### TESTO
***
Il leghismo bossiano occupò negli Anni Ottanta e Novanta uno spazio di rappresentanza politica lasciato vuoto, quello di un nord produttivo che si sentiva sfruttato da “Roma ladrona” e voleva sganciarsi da un sud clientelare assistito dalla peggiore politica. Bossi voleva mettere il tricolore “al cesso”, s’era inventato grazie a Miglio la Padania e pure i riti dell’ampolla con l’acqua delle sorgenti del Po. Salvini lo sa bene perché Radio Padania la dirigeva e lì sì respirava il clima da coro da stadio contro i meridionali, intonati in un noto video da Salvini stesso. Pino Daniele di contro intonava “questa Lega è una vergogna” a suggellare un’incompatibilità strutturale tra le istanze, a mio avviso peraltro sensate, di regioni le cui imprese costituivano buona parte del Pil nazionale e uno Stato italiano capace di divorare risorse sprecandole per nutrire le proprie burocrazie oltre che in un assistenzialismo scriteriato verso il Sud.
***
### ESTRATTO DATI
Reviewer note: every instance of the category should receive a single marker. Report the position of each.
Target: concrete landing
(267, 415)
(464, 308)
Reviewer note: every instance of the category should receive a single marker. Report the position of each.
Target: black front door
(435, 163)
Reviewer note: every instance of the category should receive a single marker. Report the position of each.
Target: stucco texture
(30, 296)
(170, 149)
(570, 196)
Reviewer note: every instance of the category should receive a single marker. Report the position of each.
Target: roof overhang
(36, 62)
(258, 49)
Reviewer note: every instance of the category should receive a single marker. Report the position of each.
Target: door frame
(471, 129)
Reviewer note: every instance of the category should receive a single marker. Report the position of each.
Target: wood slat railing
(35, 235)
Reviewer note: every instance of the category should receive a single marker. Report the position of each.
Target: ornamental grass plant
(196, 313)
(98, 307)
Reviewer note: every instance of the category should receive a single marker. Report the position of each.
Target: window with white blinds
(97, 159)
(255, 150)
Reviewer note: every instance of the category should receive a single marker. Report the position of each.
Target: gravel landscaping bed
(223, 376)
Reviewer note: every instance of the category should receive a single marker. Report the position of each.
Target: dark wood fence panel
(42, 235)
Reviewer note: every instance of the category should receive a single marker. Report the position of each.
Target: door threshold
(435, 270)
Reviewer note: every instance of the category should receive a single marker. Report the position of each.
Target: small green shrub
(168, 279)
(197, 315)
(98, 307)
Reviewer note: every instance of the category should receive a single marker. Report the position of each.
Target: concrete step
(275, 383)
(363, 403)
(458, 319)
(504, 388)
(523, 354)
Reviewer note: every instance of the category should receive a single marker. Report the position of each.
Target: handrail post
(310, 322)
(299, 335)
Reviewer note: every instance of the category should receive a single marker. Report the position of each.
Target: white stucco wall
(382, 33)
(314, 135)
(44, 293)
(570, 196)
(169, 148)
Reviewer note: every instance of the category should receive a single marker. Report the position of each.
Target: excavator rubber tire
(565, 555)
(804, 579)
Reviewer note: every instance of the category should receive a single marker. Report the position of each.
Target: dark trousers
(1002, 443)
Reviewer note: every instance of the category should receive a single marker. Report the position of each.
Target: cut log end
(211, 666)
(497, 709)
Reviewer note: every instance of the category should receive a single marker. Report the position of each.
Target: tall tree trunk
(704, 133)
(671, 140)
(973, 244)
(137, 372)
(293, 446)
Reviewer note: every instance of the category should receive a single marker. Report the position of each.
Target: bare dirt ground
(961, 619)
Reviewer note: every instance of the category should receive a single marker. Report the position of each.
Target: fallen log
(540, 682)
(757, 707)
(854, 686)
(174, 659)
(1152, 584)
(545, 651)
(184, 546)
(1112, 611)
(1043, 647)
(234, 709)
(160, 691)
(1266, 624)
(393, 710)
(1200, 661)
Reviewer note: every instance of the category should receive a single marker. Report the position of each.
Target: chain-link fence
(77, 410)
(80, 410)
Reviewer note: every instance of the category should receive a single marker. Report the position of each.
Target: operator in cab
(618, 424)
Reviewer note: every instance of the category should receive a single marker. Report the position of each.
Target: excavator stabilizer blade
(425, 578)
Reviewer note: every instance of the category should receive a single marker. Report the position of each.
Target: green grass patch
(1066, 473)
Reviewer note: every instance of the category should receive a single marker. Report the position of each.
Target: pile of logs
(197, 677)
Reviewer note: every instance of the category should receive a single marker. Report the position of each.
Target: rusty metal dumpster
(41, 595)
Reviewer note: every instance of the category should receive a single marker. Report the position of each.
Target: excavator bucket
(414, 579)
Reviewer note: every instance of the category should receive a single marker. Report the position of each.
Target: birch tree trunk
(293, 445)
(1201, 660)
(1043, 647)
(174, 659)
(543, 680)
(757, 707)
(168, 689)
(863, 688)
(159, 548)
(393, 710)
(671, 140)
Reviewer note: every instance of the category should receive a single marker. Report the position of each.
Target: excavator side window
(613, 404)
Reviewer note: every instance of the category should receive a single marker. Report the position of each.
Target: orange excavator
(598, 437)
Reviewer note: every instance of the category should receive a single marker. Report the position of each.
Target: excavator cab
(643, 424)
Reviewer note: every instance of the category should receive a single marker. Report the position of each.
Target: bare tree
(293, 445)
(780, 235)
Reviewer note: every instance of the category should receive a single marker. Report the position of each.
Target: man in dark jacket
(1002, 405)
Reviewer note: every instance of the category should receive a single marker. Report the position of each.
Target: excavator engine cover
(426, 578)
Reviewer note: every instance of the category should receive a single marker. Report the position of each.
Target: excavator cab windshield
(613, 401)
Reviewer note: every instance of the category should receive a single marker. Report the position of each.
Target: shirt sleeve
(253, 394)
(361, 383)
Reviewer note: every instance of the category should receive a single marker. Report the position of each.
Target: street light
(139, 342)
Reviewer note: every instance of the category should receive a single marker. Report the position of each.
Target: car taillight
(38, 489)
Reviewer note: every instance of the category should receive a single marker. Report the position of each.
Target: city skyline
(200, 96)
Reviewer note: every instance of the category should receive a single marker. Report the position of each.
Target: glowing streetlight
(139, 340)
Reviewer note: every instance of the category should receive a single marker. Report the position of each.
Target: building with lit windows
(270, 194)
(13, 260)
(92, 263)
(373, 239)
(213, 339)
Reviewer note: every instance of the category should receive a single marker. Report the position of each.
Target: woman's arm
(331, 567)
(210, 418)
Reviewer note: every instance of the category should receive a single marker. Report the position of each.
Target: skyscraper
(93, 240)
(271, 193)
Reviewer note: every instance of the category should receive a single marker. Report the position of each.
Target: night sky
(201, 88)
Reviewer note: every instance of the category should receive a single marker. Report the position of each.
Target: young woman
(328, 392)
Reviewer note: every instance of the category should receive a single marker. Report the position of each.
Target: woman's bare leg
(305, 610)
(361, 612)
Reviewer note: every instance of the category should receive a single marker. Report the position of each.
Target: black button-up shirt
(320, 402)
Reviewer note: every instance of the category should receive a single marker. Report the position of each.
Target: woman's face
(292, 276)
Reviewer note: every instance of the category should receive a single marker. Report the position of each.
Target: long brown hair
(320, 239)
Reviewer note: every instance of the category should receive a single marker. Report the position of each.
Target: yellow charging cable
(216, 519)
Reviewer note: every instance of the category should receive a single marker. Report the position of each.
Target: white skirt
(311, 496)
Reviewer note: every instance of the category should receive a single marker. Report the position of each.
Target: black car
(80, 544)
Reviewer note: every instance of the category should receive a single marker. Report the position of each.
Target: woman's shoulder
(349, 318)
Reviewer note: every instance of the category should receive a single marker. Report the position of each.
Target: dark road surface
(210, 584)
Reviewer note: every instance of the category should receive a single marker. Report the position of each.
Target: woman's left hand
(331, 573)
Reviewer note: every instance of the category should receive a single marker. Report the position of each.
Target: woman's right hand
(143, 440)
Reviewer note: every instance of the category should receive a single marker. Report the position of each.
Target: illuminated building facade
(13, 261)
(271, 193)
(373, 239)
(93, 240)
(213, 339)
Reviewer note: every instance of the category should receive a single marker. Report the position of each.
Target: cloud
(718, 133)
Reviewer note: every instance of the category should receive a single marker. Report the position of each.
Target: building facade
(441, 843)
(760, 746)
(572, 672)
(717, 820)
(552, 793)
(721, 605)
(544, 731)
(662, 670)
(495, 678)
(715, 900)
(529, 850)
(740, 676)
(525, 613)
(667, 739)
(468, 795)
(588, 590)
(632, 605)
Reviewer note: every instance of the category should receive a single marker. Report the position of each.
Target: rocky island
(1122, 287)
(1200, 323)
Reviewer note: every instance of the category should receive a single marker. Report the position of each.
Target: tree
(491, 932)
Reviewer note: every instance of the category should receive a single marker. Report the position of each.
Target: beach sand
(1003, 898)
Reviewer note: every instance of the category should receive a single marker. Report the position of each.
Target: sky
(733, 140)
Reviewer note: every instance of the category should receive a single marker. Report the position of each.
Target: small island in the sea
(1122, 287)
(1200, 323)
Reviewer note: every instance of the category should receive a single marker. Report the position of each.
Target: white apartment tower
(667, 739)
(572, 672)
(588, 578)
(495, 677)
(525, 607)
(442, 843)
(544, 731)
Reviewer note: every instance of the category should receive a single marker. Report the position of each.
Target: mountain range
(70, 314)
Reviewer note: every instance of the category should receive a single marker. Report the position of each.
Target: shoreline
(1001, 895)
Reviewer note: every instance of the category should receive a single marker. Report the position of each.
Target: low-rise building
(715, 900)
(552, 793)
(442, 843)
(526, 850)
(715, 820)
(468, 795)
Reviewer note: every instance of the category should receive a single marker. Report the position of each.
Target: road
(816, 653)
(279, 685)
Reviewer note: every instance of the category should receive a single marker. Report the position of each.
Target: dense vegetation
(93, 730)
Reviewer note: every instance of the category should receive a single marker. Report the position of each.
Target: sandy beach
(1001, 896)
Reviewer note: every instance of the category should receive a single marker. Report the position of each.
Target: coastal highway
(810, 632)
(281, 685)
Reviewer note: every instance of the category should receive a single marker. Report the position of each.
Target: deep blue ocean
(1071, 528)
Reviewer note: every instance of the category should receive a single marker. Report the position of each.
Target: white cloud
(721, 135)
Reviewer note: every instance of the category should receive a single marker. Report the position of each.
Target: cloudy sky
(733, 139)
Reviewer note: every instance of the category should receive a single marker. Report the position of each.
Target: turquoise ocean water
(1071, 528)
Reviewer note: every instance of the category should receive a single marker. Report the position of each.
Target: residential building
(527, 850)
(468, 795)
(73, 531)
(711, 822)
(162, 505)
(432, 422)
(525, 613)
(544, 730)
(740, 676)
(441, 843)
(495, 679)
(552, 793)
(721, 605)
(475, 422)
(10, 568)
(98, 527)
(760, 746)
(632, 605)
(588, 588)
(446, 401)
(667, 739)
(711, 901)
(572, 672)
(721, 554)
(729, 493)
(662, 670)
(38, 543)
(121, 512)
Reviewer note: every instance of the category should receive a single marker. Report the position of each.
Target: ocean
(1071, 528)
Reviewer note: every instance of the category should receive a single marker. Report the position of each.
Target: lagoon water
***
### CONSEGNA
Nel testo sul leghismo bossiano, chi dirigeva Radio Padania? I record sono materiale separato.

### RISPOSTA
Salvini.